Distributive Justice And Health Disparities
Economic and infrastructure difficulties facing developing countries pose issues of distributive justice in nations accessing antivirals and vaccines or in distributing them equitably to all members of the population or all geographic regions (Duque et al. 2014). Such issues of distribution of scarce resources, prioritization of certain groups (such as health-care or emergency workers), and transparency of communication to the public (how much information is shared about levels of risk) are crucial ethical conundrums (Bhatia 2013).
Limited health infrastructure, inability to afford to stockpile medications as a precaution, or logistical and geographic barriers to mobilizing a public health response all serve to heighten the triage dilemmas associated with deciding which groups are to receive priority of access to vaccination or other health services in the event of a pandemic.
Poverty and disadvantage magnify the already well-documented socioeconomic disparities in susceptibility to infection, and poor housing, sanitation, or the economic and social demands of maintaining basic sustenance may render it very difficult to implement public health measures. Global initiatives toward funding and distributing essential drugs and medical supplies (such as protective equipment), targeted capacity-building of health infrastructure (laboratories, surveillance capacity), and international aid and WHO cooperation during emergencies provide some limited expression of a global bioethical response, but the ethical challenges continue to be intimidatingly grave.
Global Bioethics And Pandemics
Pandemics present two interesting challenges for standard bioethical frameworks. The first is for bioethics to give greater attention to infectious diseases and other issues that affect the global community. It has been argued, for example, that infectious diseases traditionally have not been adequately addressed in the bioethics literature (Battin et al. 2009). In recent years, however, within bioethical scholarship greater attention has been paid to ethical issues related to infectious diseases.
The second challenge relates to the role of ethics in pandemic planning, whether ethics is “global” and the degree to which ethics is embedded in factors such as culture and religion. These debates are likely to be relevant to any discussion of the application of ethical principles in a pandemic. In an increasingly globalized world, pandemic responses need to respect values such as the communal equality-oriented value systems of the African ubuntu by not placing undue weight on individual autonomy and be mindful for members of Jainist, Buddhist, and Hindu communities of Asian ahimsa principles of compassion toward and doing no harm to any living being when addressing measures such as mass culling of poultry to halt spread of avian flu or in animal testing of new vaccines. Similar issues arise for host countries in respect to immigrant populations or cultural minorities.
Conclusion
Bioethical principles pertinent to management of pandemic threats are both contested and in flux. Early bioethical frameworks emphasizing autonomy and realization of individual civil rights are challenged as failing adequately to address communal values of solidarity, the relational nature of social interactions, or global socioeconomic inequality and poverty.
Issues such as realization of the socioeconomic right to health, pursuit of distributional justice, and operationalization of a global bioethics able to engage with differences in regional capacity, governance systems, and competing pressures such as international trade and commerce remain lively domains for scholarly discourse and international debate.

......

§ WORK REQUIRED:
Can you duplicate the text on pandemic bioethics word for word, starting with "The second challenge" and going on through "or cultural minorities."? The records have no connection to the text on pandemic bioethics.

......

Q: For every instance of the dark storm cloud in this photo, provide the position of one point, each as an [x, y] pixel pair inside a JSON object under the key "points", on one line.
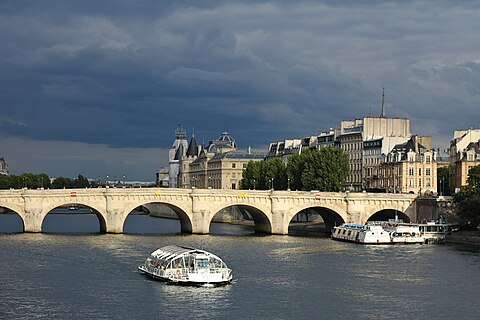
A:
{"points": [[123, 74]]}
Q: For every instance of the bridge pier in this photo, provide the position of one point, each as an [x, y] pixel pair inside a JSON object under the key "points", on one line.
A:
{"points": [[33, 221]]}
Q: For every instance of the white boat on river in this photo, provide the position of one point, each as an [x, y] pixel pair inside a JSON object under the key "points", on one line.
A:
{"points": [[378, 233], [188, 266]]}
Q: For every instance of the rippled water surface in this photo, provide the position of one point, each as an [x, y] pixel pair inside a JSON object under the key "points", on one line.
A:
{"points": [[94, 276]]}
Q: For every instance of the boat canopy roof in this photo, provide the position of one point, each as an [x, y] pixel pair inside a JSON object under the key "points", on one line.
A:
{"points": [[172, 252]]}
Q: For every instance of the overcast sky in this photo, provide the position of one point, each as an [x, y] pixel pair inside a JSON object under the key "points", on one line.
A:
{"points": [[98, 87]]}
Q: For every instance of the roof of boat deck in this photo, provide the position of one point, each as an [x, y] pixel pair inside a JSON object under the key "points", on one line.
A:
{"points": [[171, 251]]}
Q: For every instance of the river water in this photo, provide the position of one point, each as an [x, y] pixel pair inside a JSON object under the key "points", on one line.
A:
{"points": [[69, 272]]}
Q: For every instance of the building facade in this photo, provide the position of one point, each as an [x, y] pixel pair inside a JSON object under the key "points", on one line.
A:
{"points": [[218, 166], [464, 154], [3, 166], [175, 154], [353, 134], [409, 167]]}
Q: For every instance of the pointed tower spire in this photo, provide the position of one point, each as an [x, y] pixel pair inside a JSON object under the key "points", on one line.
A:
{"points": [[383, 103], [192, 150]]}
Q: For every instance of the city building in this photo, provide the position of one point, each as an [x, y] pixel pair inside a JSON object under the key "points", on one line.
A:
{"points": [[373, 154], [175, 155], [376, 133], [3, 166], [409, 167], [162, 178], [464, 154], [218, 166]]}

......

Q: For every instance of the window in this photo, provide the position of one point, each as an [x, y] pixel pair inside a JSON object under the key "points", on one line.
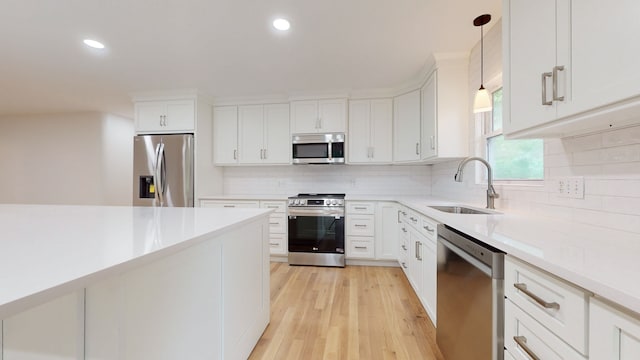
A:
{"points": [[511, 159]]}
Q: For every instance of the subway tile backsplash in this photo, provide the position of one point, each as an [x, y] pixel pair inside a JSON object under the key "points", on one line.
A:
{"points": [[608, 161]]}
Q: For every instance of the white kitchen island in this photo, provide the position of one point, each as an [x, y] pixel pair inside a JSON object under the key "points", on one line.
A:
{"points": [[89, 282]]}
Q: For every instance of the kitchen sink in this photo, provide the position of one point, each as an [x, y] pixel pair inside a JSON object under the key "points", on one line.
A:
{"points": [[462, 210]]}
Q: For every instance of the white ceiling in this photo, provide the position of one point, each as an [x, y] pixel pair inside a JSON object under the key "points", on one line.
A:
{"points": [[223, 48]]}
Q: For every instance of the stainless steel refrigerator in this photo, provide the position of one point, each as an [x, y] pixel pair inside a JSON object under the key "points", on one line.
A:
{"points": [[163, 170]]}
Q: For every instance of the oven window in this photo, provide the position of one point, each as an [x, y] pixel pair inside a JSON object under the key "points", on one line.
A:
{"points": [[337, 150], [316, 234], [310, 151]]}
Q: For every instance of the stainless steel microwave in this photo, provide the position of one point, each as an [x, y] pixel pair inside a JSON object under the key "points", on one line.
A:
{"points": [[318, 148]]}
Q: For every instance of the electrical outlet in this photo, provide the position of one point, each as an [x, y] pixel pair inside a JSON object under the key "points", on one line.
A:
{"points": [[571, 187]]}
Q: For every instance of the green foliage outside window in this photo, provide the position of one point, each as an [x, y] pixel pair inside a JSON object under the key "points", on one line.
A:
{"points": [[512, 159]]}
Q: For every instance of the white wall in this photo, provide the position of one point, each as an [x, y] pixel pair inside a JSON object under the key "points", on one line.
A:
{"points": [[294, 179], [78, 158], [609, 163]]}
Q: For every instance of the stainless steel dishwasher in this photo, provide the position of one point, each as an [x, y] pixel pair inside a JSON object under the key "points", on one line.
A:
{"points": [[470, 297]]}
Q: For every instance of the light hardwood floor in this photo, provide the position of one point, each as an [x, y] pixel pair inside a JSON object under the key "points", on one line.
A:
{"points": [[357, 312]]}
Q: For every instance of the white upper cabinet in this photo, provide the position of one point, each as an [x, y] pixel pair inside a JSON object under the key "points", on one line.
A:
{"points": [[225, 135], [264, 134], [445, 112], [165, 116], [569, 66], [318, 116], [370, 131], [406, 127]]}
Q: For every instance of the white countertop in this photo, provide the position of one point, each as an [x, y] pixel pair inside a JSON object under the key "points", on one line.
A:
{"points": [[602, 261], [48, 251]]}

......

§ REPLY:
The second challenge relates to the role of ethics in pandemic planning, whether ethics is “global” and the degree to which ethics is embedded in factors such as culture and religion. These debates are likely to be relevant to any discussion of the application of ethical principles in a pandemic. In an increasingly globalized world, pandemic responses need to respect values such as the communal equality-oriented value systems of the African ubuntu by not placing undue weight on individual autonomy and be mindful for members of Jainist, Buddhist, and Hindu communities of Asian ahimsa principles of compassion toward and doing no harm to any living being when addressing measures such as mass culling of poultry to halt spread of avian flu or in animal testing of new vaccines. Similar issues arise for host countries in respect to immigrant populations or cultural minorities.